** Opening INPUT FOR THIS TASK block **

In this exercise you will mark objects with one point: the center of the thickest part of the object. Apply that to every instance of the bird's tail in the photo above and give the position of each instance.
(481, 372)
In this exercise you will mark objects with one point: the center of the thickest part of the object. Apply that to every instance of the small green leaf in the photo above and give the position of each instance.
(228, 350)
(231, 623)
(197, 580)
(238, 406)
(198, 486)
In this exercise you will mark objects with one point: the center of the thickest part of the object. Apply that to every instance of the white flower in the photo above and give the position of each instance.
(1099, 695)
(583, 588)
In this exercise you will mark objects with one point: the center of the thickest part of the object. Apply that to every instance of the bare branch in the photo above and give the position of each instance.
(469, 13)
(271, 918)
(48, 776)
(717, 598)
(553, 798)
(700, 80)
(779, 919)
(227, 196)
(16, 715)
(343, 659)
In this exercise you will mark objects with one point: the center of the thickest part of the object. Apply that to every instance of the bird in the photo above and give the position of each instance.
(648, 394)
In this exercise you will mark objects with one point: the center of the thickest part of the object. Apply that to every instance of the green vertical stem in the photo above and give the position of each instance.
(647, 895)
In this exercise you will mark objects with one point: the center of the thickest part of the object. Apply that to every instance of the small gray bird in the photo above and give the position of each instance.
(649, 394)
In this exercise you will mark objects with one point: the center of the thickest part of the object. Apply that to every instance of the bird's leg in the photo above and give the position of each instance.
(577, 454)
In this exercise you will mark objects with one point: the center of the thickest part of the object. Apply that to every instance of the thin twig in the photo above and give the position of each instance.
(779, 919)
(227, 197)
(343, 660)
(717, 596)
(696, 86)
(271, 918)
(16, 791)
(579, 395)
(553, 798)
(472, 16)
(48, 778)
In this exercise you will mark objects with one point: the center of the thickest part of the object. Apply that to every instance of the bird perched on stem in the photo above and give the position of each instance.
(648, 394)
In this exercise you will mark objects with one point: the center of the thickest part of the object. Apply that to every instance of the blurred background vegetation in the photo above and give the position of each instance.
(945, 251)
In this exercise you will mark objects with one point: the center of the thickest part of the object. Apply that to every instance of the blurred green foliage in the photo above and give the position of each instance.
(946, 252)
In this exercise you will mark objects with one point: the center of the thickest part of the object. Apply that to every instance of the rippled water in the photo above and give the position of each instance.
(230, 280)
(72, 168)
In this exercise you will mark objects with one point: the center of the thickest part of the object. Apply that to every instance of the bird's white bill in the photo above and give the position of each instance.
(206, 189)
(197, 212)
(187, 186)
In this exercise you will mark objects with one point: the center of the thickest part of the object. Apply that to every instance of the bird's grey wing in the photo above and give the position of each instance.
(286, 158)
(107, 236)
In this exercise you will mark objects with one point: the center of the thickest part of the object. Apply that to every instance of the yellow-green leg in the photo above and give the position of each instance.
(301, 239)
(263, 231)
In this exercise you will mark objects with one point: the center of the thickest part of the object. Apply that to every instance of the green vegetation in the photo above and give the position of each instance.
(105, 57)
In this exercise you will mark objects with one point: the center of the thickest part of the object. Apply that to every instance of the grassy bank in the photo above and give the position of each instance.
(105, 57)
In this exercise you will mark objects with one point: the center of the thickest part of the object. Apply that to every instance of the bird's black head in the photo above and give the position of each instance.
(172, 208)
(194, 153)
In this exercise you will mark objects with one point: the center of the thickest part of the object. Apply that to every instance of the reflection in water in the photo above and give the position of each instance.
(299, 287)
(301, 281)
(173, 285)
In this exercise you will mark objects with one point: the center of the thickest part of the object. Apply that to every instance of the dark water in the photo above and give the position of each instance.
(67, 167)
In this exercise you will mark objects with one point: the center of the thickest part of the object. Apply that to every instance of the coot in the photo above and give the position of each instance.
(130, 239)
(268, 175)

** Closing INPUT FOR THIS TASK block **

- _YOUR INSTRUCTIONS_:
Output the material in full, matching it word for word.

- _OUTPUT FOR THIS TASK_:
In this exercise you will mark objects with one point: the center of the thickest part of the object. Apply that to every instance of the bird's tail in the photo above and give the position of each instance.
(481, 372)
In this exercise you will mark objects with one point: the center of the thickest part of the object. Apply that to every instance of the small green leaf in the photo above and give the position of each instance.
(228, 350)
(231, 623)
(197, 580)
(238, 406)
(198, 486)
In this exercise you will mark objects with one point: the center of the thickest part of the object. Apply that to every instance of the white flower in the photo above and give the position of each instance.
(1099, 695)
(583, 588)
In this exercise you will mark objects with one point: the center of the thickest part of the object. Apply that to every instance of the bare branch in the photo above and give the position of each instance.
(469, 13)
(271, 918)
(48, 776)
(717, 598)
(553, 798)
(700, 80)
(779, 919)
(227, 196)
(16, 715)
(343, 659)
In this exercise you will mark objects with one point: the center of the thickest part of the object. Apply that to every instance of the bird in the photo above and give the position of each instance.
(648, 394)
In this exercise you will mark objects with one point: the center of the thickest part of the object. Apply that to every instance of the green vertical stem in the photo above and give the position of each instance.
(647, 895)
In this exercise you will mark objects with one point: the center of the thickest part of the object. Apply that to every instance of the small gray bird in the photo above and give the position of each instance.
(649, 394)
In this exercise you will mark objects with one point: the center of the thickest part of the object. Apply that to every instance of the bird's leg in the photo above and give the position of each instance.
(577, 454)
In this exercise you will mark objects with one point: the center of the thickest part of the object. Apply that to every instance of the thin twig in the photo above and give the position of each instance.
(779, 919)
(227, 197)
(343, 660)
(717, 596)
(696, 86)
(271, 918)
(16, 791)
(579, 395)
(553, 798)
(472, 16)
(48, 778)
In this exercise you will mark objects with one point: the center of the thickest part of the object. Apply that to every instance of the bird perched on stem in the photo above and give the position of each instance.
(648, 394)
In this exercise you will mark objects with one point: the center of the thickest part of the object. Apply that to every instance of the blurred background vegetation in the photo above and give the position of each instance.
(945, 251)
In this exercise you will mark objects with one point: the center of the thickest part of the object. Apply that to every instance of the blurred green foliage in the photo above and give the position of each instance.
(946, 252)
In this exercise you will mark objects with one point: the center of the thickest part of the object. Apply that to every instance of the rippled water in the photo above and give the position of each instance.
(230, 280)
(72, 168)
In this exercise you will mark objects with one point: the center of the thickest part of the object. Apply that to every instance of the bird's white bill in the photo above and give the position of each instance.
(206, 189)
(197, 212)
(187, 186)
In this exercise you will mark objects with one point: the center of the thickest part of the object. Apply that to every instance of the bird's grey wing in the photo above and give the position of each instance.
(286, 158)
(107, 236)
In this exercise you will mark objects with one point: the center of the thickest part of the object. Apply that to every instance of the yellow-green leg in the photo above and give the position of each instance.
(301, 239)
(263, 231)
In this exercise you will mark objects with one point: the center of the thickest part of the object. Apply that to every instance of the green vegetation in the photo above and give the position of each instance.
(105, 57)
In this exercise you will mark objects with one point: the center of the thickest part of the object. Apply that to every instance of the grassy bank in the photo above and give the position of each instance.
(105, 57)
In this exercise you will mark objects with one point: the center of the thickest part of the object. Apply that to every instance of the bird's black head in the photo above and give the position of each instance.
(172, 208)
(194, 153)
In this exercise you will mark objects with one point: the center of the thickest part of the object. Apply that to every instance of the reflection in water in the photo above and give the position of each instance.
(299, 287)
(301, 281)
(173, 285)
In this exercise you will mark objects with one point: the center of the thickest part of the object. Apply that to every instance of the dark water in the photo above and give the position of each instance.
(67, 167)
In this exercise you will mark objects with one point: the center of the thickest part of the object. Apply that to every instance of the coot in the photo above and give the position of each instance.
(130, 239)
(268, 175)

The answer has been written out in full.